§ Work instructions
What the task needs is the data below, written out verbatim.

[[ Dataset open ]]

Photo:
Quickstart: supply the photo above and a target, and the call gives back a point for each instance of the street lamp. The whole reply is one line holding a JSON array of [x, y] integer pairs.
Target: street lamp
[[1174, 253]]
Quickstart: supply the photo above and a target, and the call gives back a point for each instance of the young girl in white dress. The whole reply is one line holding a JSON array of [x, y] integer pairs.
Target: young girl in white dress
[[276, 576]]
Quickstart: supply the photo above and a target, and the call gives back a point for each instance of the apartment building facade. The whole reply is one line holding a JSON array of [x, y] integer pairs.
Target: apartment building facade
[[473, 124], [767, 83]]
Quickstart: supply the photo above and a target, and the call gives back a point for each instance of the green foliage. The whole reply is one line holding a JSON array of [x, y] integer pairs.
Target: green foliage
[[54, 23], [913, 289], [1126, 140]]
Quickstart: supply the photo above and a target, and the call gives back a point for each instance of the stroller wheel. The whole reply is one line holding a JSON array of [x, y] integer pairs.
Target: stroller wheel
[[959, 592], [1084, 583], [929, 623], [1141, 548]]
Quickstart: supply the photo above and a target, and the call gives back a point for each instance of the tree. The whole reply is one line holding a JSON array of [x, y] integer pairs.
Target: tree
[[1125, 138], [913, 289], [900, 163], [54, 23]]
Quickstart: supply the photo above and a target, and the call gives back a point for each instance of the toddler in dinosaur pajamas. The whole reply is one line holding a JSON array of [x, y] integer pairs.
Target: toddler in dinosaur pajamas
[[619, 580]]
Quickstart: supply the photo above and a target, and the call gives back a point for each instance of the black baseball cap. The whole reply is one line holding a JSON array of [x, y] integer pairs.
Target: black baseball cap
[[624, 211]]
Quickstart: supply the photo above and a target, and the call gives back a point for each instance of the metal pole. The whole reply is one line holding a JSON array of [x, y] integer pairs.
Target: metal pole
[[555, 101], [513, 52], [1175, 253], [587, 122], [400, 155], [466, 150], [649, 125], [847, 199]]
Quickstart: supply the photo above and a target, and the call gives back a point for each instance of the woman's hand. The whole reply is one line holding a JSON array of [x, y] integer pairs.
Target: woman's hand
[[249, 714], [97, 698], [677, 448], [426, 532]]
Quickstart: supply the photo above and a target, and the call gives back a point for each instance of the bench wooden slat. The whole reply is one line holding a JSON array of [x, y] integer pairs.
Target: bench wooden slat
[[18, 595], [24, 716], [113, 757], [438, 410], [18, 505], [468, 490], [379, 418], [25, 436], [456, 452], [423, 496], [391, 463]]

[[ Dataset closed ]]

§ Solution for this exercise
Photo:
Quickstart: supply the photo above and a target, and the call gives back a point for each instance of the street lamp. The whole reply is one line holding a JSON array of [x, y] integer pairs.
Target: street lamp
[[1174, 253]]
Quickstart: supply the photo above and a target, and the call gives back a point for each instance of the young girl in white dress. The whole reply is one line holding a JSON array of [x, y] integer pairs.
Target: young girl in white dress
[[276, 576]]
Quickstart: supply the photo above and a target, and the call gives back a point for each instance of the apartment building facade. The whole reply is one line holding a JSON array of [x, y] integer pairs.
Target: apartment building facade
[[473, 124], [767, 83]]
Quickstart: supply the photo above and a target, and the call gives back a point for each instance of the green foliage. The whole reply is one line holding a JSON array of [x, y] integer pairs.
Target: green foliage
[[54, 23], [913, 289], [1126, 140]]
Quickstart: supply the photo above and a target, and the call gives back a point for each instance of the stroller wheel. The whole reply is one line holding a JSON array of [x, y] integer pairs.
Target: stroller wheel
[[959, 592], [1084, 583], [929, 623], [1141, 548]]
Quickstart: supply the photo above and a target, and the call gives back a point for each instance of the tree. The whole reply is one line holding a JSON array of [x, y] integer pairs.
Target: tree
[[1125, 138], [913, 289], [900, 163], [54, 23]]
Quickstart: supply the photo above and a target, and the call gives back a point for each instance of the toddler in dinosaur pajamas. The whole reply is one line holding a JSON array of [x, y] integer pairs.
Target: toddler in dinosaur pajamas
[[619, 580]]
Quickstart: supply the photo above and a target, and the call gives back a point for each instance of the black baseball cap. The whole reply is one line holding a JSON array of [x, y] integer pairs.
Target: black baseball cap
[[624, 211]]
Quickstart: supply the photo above and a target, and the call gives back a point for each instance of the metal pole. The whole reply is one line holding a JSON array of [x, y] integer pairs.
Target: metal pole
[[555, 101], [513, 52], [1175, 253], [587, 122], [400, 155], [466, 150], [649, 125], [847, 199]]
Quickstart: supply the photo above and a target, and the call gives back a point for each instance of the woman's hand. The whole reply is one line holding a JSON array of [x, y] integer pairs.
Target: woman's hand
[[249, 714], [97, 698], [677, 448], [426, 532]]
Quickstart: supply the photo above and a target, and the call gives back a point for each instance of the bench wooden slat. The whole reply is one line holding a JSON array of [x, y] integer pairs.
Target: bench wooden slat
[[18, 595], [24, 716], [113, 757], [438, 410], [18, 505], [468, 490], [379, 418], [25, 436], [456, 452], [423, 496], [391, 463]]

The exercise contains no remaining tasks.